» **TEXTE DE LA PAGE**:
******************************

Bon, ça y est, le débat sur l'islam, le débat sur la laïcité, la convention sur la laïcité organisée par l'UMP a eu lieu, après des semaines de polémiques et d'affolement général bien de chez nous.
Un soufflet politique du meilleur goût dont voici la recette. Prenez une réalité difficile à admettre dans un contexte de mutation économique, énergétique, environnementale, démographique... disons géopolitique, ajoutez quelques politiques dépassés et/ou lâches, laissez macérer pendant 20 ans environ. A l'occasion d'une crise grave, ajouter des gauchistes aguerris, un parti d'extrême-droite en pleine ascension, des politiques soucieux de leur réélection, bien mélanger. S'il vous reste un peu de sentiment de culpabilité occidentale et de passé mal digéré, saupoudrez et passez au four. Au bout de quelques jours de cuisson votre soufflet est prêt. Au bout de quelques semaines votre soufflet est sans doute trop haut. Retirez alors rapidement du four. Votre soufflet s'effondre et retrouve une taille habituelle. Vous pouvez le consommer avec ou sans modération.

******************************

» **DONNÉES À TRAITER**:
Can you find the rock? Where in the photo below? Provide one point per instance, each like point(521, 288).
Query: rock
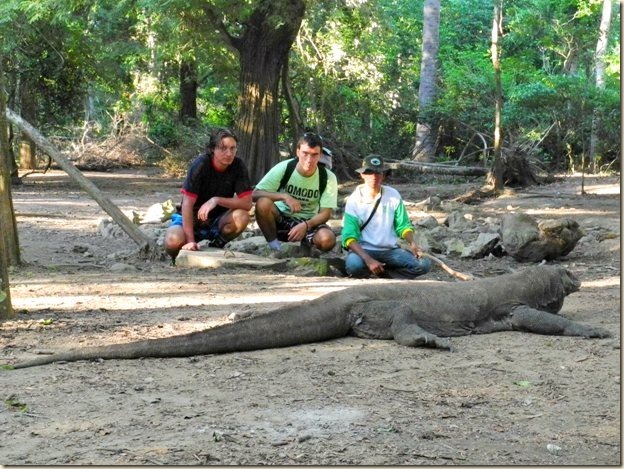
point(121, 267)
point(458, 221)
point(428, 222)
point(526, 240)
point(454, 247)
point(482, 246)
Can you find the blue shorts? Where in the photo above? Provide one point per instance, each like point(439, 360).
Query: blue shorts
point(285, 224)
point(209, 231)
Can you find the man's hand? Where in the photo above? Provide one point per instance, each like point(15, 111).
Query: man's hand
point(375, 266)
point(416, 250)
point(294, 204)
point(298, 232)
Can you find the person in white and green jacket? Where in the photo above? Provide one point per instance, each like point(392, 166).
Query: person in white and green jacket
point(374, 220)
point(295, 199)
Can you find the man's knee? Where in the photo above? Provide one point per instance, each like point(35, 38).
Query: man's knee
point(355, 265)
point(174, 238)
point(324, 239)
point(264, 206)
point(240, 218)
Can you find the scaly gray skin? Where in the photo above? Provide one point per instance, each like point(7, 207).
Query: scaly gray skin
point(412, 313)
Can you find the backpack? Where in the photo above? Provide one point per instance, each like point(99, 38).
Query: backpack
point(290, 167)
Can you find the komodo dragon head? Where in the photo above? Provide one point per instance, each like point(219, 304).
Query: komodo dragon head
point(562, 283)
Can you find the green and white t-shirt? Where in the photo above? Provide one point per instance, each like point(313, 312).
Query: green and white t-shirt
point(389, 223)
point(304, 189)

******************************

» **LES TÂCHES**:
1) Répondez, s'il vous plaît, à ces questions sur le texte de la page :
(a) Quel parti a organisé la convention sur la laïcité ?
(b) Pendant combien de temps la recette dit-elle de laisser macérer ?
(c) Que faut-il faire quand le soufflet est sans doute trop haut ?
2) Repérez chaque ligne des enregistrements contenant le mot « komodo » et recopiez-la.

» **RÉPONSES AUX TÂCHES**:
1)
(a) L'UMP.
(b) Pendant 20 ans environ.
(c) Le retirer rapidement du four.

2)
Can you find the komodo dragon head? Where in the photo above? Provide one point per instance, each like point(219, 304).
Query: komodo dragon head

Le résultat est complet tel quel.